#### Your assignment:
Look for the word "that" in the records, and copy each line where it appears.

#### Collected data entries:

Start of Block

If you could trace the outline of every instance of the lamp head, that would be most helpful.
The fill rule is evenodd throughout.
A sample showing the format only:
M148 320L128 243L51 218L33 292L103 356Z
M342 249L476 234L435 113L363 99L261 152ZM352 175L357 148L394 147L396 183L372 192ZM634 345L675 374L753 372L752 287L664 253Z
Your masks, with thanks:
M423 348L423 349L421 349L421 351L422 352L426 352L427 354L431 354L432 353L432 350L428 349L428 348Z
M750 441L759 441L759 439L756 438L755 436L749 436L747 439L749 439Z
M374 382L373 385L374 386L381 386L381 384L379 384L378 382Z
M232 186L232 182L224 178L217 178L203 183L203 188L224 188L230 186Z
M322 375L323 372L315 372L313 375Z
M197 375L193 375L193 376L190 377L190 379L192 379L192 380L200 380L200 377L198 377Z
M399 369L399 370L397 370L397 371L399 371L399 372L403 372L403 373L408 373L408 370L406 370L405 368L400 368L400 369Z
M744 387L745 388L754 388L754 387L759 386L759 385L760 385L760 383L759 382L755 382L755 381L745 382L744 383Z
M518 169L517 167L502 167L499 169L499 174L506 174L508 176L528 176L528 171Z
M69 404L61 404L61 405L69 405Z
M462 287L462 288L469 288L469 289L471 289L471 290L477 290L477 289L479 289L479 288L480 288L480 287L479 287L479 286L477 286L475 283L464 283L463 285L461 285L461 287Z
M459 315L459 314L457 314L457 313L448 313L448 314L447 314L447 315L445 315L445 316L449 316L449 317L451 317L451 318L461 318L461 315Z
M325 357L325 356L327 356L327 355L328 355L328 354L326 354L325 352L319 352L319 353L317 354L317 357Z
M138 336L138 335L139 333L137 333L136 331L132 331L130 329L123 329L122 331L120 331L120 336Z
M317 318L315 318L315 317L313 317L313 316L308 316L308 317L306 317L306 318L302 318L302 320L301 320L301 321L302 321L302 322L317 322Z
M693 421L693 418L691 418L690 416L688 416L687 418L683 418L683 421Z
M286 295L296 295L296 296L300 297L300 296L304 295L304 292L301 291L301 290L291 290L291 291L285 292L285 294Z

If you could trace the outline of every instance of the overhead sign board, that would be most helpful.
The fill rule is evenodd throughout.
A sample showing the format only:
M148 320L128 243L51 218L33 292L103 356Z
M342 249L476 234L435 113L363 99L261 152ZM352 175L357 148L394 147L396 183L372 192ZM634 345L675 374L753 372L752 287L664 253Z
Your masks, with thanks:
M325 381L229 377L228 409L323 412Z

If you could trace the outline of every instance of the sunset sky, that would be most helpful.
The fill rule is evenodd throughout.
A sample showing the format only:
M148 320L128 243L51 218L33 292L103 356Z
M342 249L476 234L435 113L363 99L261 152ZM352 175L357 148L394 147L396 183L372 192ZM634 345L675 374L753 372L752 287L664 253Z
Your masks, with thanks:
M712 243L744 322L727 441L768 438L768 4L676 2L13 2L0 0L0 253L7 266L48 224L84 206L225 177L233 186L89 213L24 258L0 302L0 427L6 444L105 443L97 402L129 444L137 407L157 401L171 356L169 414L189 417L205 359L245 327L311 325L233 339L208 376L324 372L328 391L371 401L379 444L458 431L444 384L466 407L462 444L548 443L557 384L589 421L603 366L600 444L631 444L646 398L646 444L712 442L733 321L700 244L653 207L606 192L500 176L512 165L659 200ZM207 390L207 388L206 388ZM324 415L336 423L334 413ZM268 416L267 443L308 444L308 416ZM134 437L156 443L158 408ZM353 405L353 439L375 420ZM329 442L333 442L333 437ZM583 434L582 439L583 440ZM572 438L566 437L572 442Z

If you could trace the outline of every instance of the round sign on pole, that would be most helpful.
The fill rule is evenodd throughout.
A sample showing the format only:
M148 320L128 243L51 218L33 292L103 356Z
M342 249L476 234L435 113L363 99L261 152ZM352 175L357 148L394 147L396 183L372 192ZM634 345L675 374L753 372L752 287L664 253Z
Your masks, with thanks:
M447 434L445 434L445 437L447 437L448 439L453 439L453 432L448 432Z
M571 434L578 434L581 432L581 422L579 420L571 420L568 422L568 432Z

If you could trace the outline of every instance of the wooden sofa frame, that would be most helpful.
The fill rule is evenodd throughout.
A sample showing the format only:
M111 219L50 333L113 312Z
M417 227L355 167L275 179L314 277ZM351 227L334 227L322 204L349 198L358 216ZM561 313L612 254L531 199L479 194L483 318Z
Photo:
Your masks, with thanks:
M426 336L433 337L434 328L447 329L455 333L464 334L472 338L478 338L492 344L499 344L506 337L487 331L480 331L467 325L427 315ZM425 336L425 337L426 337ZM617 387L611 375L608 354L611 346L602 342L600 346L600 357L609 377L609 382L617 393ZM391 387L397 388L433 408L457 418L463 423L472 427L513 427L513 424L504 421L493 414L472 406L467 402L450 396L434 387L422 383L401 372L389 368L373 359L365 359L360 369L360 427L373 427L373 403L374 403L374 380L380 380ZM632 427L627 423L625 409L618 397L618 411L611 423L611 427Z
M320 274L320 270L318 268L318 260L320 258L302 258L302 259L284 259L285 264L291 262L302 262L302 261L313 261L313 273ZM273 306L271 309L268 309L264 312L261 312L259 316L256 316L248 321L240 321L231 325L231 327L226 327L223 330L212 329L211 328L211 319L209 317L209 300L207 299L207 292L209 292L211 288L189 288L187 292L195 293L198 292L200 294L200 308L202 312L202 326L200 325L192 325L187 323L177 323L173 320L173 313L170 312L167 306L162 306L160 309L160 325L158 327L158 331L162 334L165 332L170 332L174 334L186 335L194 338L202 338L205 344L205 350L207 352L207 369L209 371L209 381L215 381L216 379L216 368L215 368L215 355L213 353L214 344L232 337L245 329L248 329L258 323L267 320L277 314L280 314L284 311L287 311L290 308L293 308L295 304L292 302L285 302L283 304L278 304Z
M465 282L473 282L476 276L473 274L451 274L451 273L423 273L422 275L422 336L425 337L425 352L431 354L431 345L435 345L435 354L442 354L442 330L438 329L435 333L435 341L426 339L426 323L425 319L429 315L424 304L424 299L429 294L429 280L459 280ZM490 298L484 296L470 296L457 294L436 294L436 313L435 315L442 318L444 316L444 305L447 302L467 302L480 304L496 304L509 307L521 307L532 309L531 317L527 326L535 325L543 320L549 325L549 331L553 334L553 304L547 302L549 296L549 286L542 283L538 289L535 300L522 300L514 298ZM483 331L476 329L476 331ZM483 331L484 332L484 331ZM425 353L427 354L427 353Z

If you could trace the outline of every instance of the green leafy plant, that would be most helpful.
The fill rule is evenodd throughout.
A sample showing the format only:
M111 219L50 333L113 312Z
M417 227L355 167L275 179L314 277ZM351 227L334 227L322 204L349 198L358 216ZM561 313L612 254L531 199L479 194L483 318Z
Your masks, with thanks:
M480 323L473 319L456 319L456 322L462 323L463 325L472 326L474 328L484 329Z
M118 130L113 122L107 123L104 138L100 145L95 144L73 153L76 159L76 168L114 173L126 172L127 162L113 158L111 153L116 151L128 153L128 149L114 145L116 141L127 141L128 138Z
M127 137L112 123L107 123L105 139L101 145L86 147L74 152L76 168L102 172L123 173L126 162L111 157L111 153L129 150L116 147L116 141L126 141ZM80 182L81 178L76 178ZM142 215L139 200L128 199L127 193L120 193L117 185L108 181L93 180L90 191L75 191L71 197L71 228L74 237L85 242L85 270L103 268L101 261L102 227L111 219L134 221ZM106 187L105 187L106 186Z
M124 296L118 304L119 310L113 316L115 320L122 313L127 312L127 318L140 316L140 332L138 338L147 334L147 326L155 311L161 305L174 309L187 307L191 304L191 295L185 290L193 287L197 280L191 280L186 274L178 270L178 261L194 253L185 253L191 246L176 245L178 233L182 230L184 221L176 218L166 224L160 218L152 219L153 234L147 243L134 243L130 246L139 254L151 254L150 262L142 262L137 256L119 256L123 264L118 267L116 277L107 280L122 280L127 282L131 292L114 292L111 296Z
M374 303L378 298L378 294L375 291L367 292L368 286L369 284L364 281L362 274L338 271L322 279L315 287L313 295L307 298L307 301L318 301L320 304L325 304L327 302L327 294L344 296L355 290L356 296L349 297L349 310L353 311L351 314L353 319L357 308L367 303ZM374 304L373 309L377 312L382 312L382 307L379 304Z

End of Block
Start of Block

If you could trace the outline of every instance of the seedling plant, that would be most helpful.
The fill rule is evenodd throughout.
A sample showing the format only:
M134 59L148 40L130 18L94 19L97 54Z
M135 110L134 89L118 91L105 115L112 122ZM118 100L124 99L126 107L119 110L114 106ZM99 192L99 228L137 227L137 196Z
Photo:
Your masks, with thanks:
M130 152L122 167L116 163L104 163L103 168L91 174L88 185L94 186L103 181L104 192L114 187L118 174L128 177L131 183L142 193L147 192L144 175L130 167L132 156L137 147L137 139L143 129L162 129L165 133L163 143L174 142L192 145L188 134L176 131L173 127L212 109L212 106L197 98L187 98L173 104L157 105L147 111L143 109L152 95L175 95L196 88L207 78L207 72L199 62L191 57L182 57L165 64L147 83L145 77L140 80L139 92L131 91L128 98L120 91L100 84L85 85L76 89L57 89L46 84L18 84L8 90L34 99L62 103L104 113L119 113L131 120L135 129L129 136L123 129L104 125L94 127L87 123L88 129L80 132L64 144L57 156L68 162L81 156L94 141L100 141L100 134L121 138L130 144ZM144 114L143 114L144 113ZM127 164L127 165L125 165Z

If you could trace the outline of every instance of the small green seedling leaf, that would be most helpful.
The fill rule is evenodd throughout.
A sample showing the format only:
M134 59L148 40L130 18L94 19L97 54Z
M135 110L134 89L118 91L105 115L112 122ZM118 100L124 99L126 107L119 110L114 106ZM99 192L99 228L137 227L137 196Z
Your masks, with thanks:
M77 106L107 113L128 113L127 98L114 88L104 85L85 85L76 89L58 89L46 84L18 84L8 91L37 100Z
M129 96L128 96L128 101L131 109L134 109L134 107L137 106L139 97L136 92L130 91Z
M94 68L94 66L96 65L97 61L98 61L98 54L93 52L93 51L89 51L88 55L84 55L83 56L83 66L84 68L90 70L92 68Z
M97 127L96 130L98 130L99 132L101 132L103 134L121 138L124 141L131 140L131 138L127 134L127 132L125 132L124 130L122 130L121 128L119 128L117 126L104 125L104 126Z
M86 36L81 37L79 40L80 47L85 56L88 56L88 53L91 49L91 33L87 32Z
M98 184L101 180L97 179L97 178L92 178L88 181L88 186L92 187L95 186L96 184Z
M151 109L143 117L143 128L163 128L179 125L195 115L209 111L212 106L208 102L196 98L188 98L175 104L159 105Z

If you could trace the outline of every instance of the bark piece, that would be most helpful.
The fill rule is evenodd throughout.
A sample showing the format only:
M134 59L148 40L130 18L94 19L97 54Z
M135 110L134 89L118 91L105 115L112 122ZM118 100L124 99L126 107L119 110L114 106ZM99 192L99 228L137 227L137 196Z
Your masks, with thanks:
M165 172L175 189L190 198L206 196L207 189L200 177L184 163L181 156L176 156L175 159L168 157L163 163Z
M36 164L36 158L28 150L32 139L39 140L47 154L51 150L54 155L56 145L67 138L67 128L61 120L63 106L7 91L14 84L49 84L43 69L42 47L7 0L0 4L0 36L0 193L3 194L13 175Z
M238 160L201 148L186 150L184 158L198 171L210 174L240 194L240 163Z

End of Block

#### Solution to the exercise:
If you could trace the outline of every instance of the lamp head, that would be most helpful.
If you could trace the outline of every instance of the overhead sign board, that would be most helpful.
If you could trace the outline of every instance of the sunset sky, that would be most helpful.
If you could trace the outline of every instance of the round sign on pole, that would be most helpful.
If you could trace the outline of every instance of the wooden sofa frame, that would be most helpful.
If you could trace the outline of every instance of the green leafy plant, that would be most helpful.
If you could trace the outline of every instance of the seedling plant, that would be most helpful.
If you could trace the outline of every instance of the small green seedling leaf, that would be most helpful.
If you could trace the outline of every instance of the bark piece, that would be most helpful.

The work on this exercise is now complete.